To get a sense of where the Grado stands in the ultimate scheme of "The Quest," I’ve even listened to the Grado RA-1 through my big rig, in place of my hallowed Levinson JC-2. The li’l darlin’ will surprise you: in many regards it sounds very similar to the JC-2 (even the female RCA jacks look suspiciously alike). I think that’s the highest compliment I can give it. The RA-1 is nearly the sonic equal of my pooged JC-2, right out of the box. The differences are subtle and a matter of taste, since I "voiced" the JC-2 a tad. F’rinstance, the JC-2 has a wider soundstage, but the RA-1 has somewhat crisper mid-trebs, a trade-off I chose. The RA-1 has Dudeworthy bass (deep, strong, detailed) that I attributed to the ‘phones ‘til I played the amp in my big rig. Still, to my surprise, the RA-1 and my JC-2 have a very similar timbral balance (Lows to Mids to Highs); they have similar imaging qualities, with realistic presentation of a facsimile of the recording venue, without shrinking it down or enlarging it up; and they have zotz — they can stun the listener. They are soprano-friendly; they make voices sound lifelike without any electro-mechanical metallic quality. They both make music beautiful. They make neither tizzy highs nor woolly bass. They stay clean no matter how loudly you play them. They are both "warm" in the cello range yet accurate, without rolling off treble detail. They have an abundance of midrange detail. These are my subjective impressions from my notes.

I like the RA-1. It is on the sonic side of the street that I’m used to, and that I prefer. So grab your trench, and don’t forget your lid, and just direct your feet to the sonic side of the street. If you like brilliantly etched highs, or the analytic capability of electrostatics, you might not quite fall in love with the RA-1 amp. You might prefer the liquidity of tubes. But tubed amps are relatively large and heavy, so you sacrifice mobility. If you want to use RA-1 as a reference monitor, a tool in the recording studio, or on-location, you could. Cool. No problem. Or, as they say in the Kremlin, "Nyet problemska." That is to say, the RA-1 is an excellent little honey of an amp; small, accurate, linear, dynamic, clean, with lots of gain, and a good impedance match for most headphones. It has a minimalist approach to the circuitry: no balance or tone controls, no crossfeed pattern, no filters, no selector switches, each of which can potentially reduce clarity. When I played it through my big rig it did not seem to have much of a personality of its own.

━━━━━━━━━━━━━━━━

Job 1:
Rewrite the paragraph of the Grado RA-1 text that begins "I like the RA-1" as a short bulleted list that keeps its main facts.
Job 2:
Please return every line of the listing word for word, leaving out the picture.
The listing below has no connection to the Grado RA-1 text.

Stored data:
━━━━━━━━━━━━━━━━

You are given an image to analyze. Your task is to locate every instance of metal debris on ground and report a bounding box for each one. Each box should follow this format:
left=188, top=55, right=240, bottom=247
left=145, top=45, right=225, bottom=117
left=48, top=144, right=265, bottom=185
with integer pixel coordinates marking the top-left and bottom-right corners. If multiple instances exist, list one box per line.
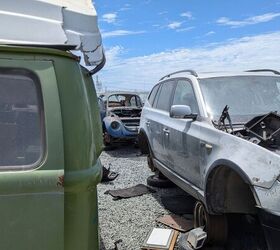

━━━━━━━━━━━━━━━━

Correct result 1:
- The reviewer likes the RA-1, whose sound is the kind the reviewer is used to and prefers.
- Listeners who like brilliantly etched highs or the analytic capability of electrostatics might not fall in love with it. They might prefer the liquidity of tubes, though tubed amps are relatively large and heavy and so sacrifice mobility.
- It could be used as a reference monitor, as a tool in the recording studio, or on location.
- It is small, accurate, linear, dynamic and clean, with lots of gain and a good impedance match for most headphones.
- Its circuitry is minimalist. It has no balance or tone controls, crossfeed pattern, filters or selector switches, each of which can potentially reduce clarity.
- Played through the reviewer's big rig, it did not seem to have much of a personality of its own.

Correct result 2:
You are given an image to analyze. Your task is to locate every instance of metal debris on ground and report a bounding box for each one. Each box should follow this format:
left=188, top=55, right=240, bottom=247
left=145, top=45, right=225, bottom=117
left=48, top=144, right=265, bottom=185
with integer pixel coordinates marking the top-left and bottom-right corners. If multiple instances exist, list one box per line.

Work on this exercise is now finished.